All of the data below should be printed again word for word, pictures excluded.

(Stored dataset items)
=== Begin Enclosure ===

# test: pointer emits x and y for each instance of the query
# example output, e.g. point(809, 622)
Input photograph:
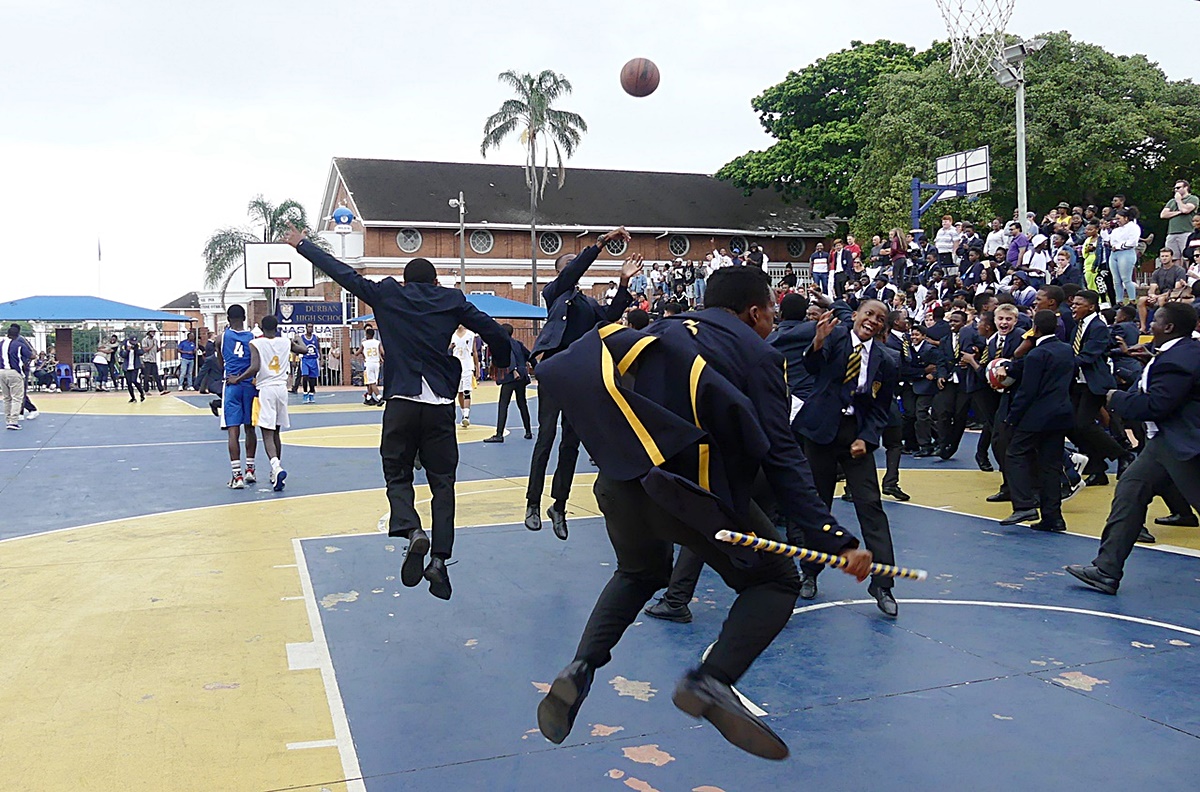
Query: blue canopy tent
point(493, 306)
point(81, 309)
point(72, 310)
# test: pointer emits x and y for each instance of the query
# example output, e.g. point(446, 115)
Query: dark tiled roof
point(190, 300)
point(409, 191)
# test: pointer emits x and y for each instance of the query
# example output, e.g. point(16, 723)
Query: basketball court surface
point(166, 633)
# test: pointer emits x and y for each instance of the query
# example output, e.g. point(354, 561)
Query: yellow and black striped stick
point(792, 551)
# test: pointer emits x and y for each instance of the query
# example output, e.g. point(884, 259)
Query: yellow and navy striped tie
point(853, 364)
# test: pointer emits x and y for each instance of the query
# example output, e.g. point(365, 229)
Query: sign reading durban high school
point(329, 312)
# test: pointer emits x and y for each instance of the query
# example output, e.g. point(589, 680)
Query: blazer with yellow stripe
point(694, 408)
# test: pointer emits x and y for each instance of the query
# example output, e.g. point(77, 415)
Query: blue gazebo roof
point(81, 309)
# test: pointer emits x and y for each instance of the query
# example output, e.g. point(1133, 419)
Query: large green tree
point(540, 127)
point(816, 114)
point(225, 250)
point(1096, 124)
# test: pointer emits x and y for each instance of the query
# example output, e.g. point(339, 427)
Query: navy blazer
point(821, 415)
point(1042, 395)
point(419, 319)
point(694, 408)
point(918, 360)
point(569, 312)
point(792, 339)
point(1171, 399)
point(1093, 358)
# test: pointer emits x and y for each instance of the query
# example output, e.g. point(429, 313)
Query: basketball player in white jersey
point(269, 367)
point(462, 346)
point(372, 357)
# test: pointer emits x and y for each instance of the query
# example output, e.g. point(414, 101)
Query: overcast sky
point(150, 124)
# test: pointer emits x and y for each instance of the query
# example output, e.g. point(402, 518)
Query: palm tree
point(541, 129)
point(225, 253)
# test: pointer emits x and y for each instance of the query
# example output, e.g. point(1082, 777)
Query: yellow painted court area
point(150, 653)
point(366, 436)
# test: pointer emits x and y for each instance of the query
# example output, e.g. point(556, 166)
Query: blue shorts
point(238, 405)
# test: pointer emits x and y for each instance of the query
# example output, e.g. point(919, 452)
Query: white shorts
point(273, 407)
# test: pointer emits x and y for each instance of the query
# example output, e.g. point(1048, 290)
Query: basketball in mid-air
point(640, 77)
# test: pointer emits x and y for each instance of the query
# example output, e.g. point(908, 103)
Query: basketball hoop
point(977, 33)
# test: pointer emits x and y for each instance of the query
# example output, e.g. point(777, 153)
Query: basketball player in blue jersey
point(238, 397)
point(310, 364)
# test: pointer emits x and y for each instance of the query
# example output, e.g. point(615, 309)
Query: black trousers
point(568, 454)
point(862, 481)
point(951, 406)
point(1089, 436)
point(1151, 473)
point(1035, 472)
point(131, 381)
point(909, 400)
point(502, 415)
point(985, 400)
point(893, 447)
point(642, 534)
point(150, 375)
point(411, 427)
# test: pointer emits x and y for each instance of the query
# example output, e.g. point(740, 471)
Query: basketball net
point(977, 33)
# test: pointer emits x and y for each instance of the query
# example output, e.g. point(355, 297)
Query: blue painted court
point(262, 641)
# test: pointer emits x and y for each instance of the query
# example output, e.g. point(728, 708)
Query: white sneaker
point(1080, 462)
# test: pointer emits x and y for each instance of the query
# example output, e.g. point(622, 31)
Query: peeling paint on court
point(639, 690)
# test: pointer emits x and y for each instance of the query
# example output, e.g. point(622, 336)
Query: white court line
point(1027, 606)
point(342, 737)
point(1165, 549)
point(114, 445)
point(312, 743)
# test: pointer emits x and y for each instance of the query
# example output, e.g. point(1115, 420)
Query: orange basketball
point(640, 77)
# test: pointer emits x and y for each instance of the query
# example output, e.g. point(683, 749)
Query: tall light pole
point(461, 203)
point(1009, 72)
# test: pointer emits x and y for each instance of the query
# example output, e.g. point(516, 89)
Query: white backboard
point(265, 261)
point(971, 168)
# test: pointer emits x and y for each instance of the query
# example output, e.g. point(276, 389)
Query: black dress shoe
point(413, 568)
point(557, 711)
point(438, 577)
point(1179, 521)
point(667, 612)
point(557, 521)
point(1095, 577)
point(885, 600)
point(1020, 515)
point(533, 520)
point(702, 696)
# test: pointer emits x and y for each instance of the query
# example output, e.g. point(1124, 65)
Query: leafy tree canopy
point(857, 126)
point(816, 115)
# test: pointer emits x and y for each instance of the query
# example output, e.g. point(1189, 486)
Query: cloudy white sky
point(150, 124)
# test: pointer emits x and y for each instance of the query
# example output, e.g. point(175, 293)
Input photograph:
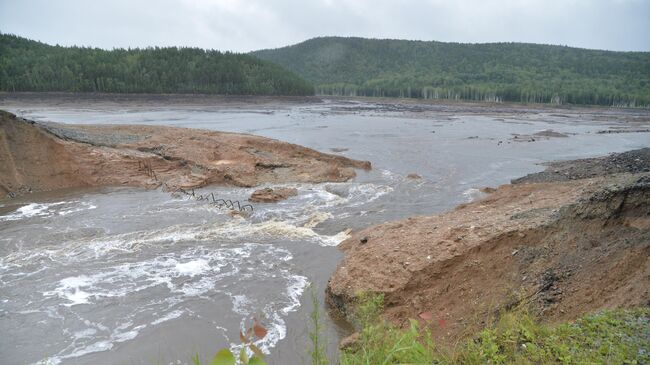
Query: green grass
point(517, 337)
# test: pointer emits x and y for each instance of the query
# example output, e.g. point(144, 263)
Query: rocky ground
point(574, 243)
point(48, 156)
point(633, 162)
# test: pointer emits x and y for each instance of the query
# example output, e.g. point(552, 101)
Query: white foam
point(472, 194)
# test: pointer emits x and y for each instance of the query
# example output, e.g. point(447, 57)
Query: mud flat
point(568, 245)
point(47, 156)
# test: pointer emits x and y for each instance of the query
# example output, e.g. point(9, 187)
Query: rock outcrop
point(47, 156)
point(564, 248)
point(269, 195)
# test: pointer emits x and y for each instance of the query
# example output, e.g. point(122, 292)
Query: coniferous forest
point(27, 65)
point(508, 72)
point(517, 72)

=== End Enclosure ===

**Problem solution**
# test: pointer emits x and y for each instance of the query
# example output, e.g. point(809, 622)
Input photograph:
Query: blue canopy tent
point(493, 306)
point(81, 309)
point(72, 310)
# test: pointer emits x and y for each instance of the query
# example output, e.g. point(446, 115)
Query: dark tiled roof
point(190, 300)
point(409, 191)
# test: pointer emits x and y for each instance of the query
# example output, e.g. point(16, 723)
Query: basketball court surface
point(166, 633)
# test: pointer emits x and y for each instance of the query
# example output, e.g. point(354, 561)
Query: yellow and black striped stick
point(792, 551)
# test: pointer emits x and y for each instance of the query
# example output, e.g. point(884, 259)
Query: yellow and navy striped tie
point(853, 364)
# test: pointer emits x and y for each instance of the query
# example output, e.g. point(365, 229)
Query: sign reading durban high school
point(329, 312)
# test: pointer emits x and y for each instance of the query
# example output, e.g. point(589, 680)
Query: blazer with yellow stripe
point(694, 408)
# test: pointer emits x and y for each instance of the query
# example output, e.g. point(77, 415)
Query: blue gazebo roof
point(81, 309)
# test: pointer emits x and y for each instance of the query
# example output, e.g. point(1133, 419)
Query: large green tree
point(540, 127)
point(816, 114)
point(225, 250)
point(1096, 124)
# test: pointer emits x and y for each instance of the query
# example output, e.g. point(339, 427)
Query: navy blazer
point(821, 415)
point(1042, 395)
point(419, 319)
point(694, 408)
point(918, 360)
point(569, 312)
point(792, 339)
point(1171, 399)
point(1093, 358)
# test: pointer emits x and y for each instance of the query
# example output, e.g. point(429, 313)
Query: basketball player in white jersey
point(269, 367)
point(462, 346)
point(372, 357)
# test: pointer emits x and y for each instance of the query
# example output, e.g. point(414, 101)
Query: overcast sky
point(150, 124)
# test: pointer emits x and y for each instance of the query
# example output, e.g. point(402, 518)
Query: palm tree
point(541, 129)
point(225, 253)
# test: pointer emits x and y for each instance of the query
# example output, e.g. point(1082, 777)
Query: yellow painted court area
point(150, 653)
point(366, 436)
# test: pointer emits x and y for each instance of the query
# example output, e.g. point(556, 166)
Query: blue shorts
point(238, 405)
# test: pointer emits x and y for each instance of the query
# example output, e.g. point(919, 452)
Query: white shorts
point(273, 407)
# test: pointer emits x and y for each instance of the query
# example output, e.g. point(1048, 290)
Query: basketball in mid-air
point(640, 77)
# test: pointer emits x and y for each instance of the query
# example output, e.g. point(908, 103)
Query: basketball hoop
point(977, 33)
# test: pointer emits x and y for each instance of the query
# example output, e.g. point(777, 153)
Query: basketball player in blue jersey
point(238, 397)
point(310, 364)
# test: pointer emits x and y for each instance of the query
# example output, e.g. point(615, 309)
Query: black trousers
point(568, 454)
point(862, 481)
point(951, 406)
point(1089, 436)
point(1151, 473)
point(1035, 472)
point(131, 381)
point(909, 400)
point(502, 415)
point(985, 400)
point(893, 447)
point(642, 534)
point(150, 375)
point(411, 427)
# test: pointer emits x and y for each instance of the query
# example output, e.g. point(740, 471)
Query: basketball net
point(977, 33)
# test: pointer emits x and y for each instance of the query
# example output, e.g. point(355, 297)
Query: blue painted court
point(262, 641)
# test: pointer emits x and y for each instance of the query
# example output, e.g. point(728, 708)
Query: white sneaker
point(1080, 462)
# test: pointer emits x and y for each instance of the query
# example output, e.g. point(622, 31)
Query: peeling paint on court
point(639, 690)
# test: pointer emits x and y for each instance of the query
# example output, e.g. point(622, 336)
Query: white court line
point(1027, 606)
point(342, 737)
point(1165, 549)
point(114, 445)
point(312, 743)
# test: pointer emits x and y for each instance of the query
# example output, e.g. point(1115, 420)
Query: orange basketball
point(640, 77)
# test: pointer emits x and y for each instance of the query
# example output, e.g. point(683, 749)
Query: tall light pole
point(461, 203)
point(1009, 72)
# test: pointer emits x and y for each instance of the query
# example output, e.g. point(516, 89)
Query: white backboard
point(265, 261)
point(971, 168)
# test: pointer emits x and y for each instance of the query
# example output, e.g. point(276, 389)
Query: black dress shoe
point(413, 568)
point(557, 711)
point(438, 577)
point(1179, 521)
point(667, 612)
point(557, 521)
point(1095, 577)
point(885, 600)
point(1020, 515)
point(533, 520)
point(702, 696)
# test: pointer emits x and y for each instance of the query
# example output, e.g. point(1124, 65)
Query: leafy tree canopy
point(857, 126)
point(816, 115)
# test: pointer emits x and y for each instance of the query
# example output, e.g. point(1189, 486)
Query: cloudy white sky
point(150, 124)
# test: pointer emits x and y for each instance of the query
# example output, e.g. point(175, 293)
Input photograph:
Query: green grass
point(517, 337)
# test: pointer emits x and y for each instance of the query
# example output, e.g. point(144, 263)
Query: rocky ground
point(574, 243)
point(48, 156)
point(633, 162)
# test: pointer emits x and y for each instance of the query
# example output, e.g. point(552, 101)
Query: white foam
point(472, 194)
# test: pointer emits x and y for each instance of the query
# example output, e.g. point(447, 57)
Query: mud flat
point(568, 245)
point(47, 156)
# test: pointer emits x and y for each instance of the query
# example output, e.g. point(9, 187)
Query: rock outcrop
point(47, 156)
point(564, 248)
point(269, 195)
# test: pointer emits x and y for each instance of the query
# example output, e.g. point(122, 292)
Query: coniferous forest
point(27, 65)
point(508, 72)
point(517, 72)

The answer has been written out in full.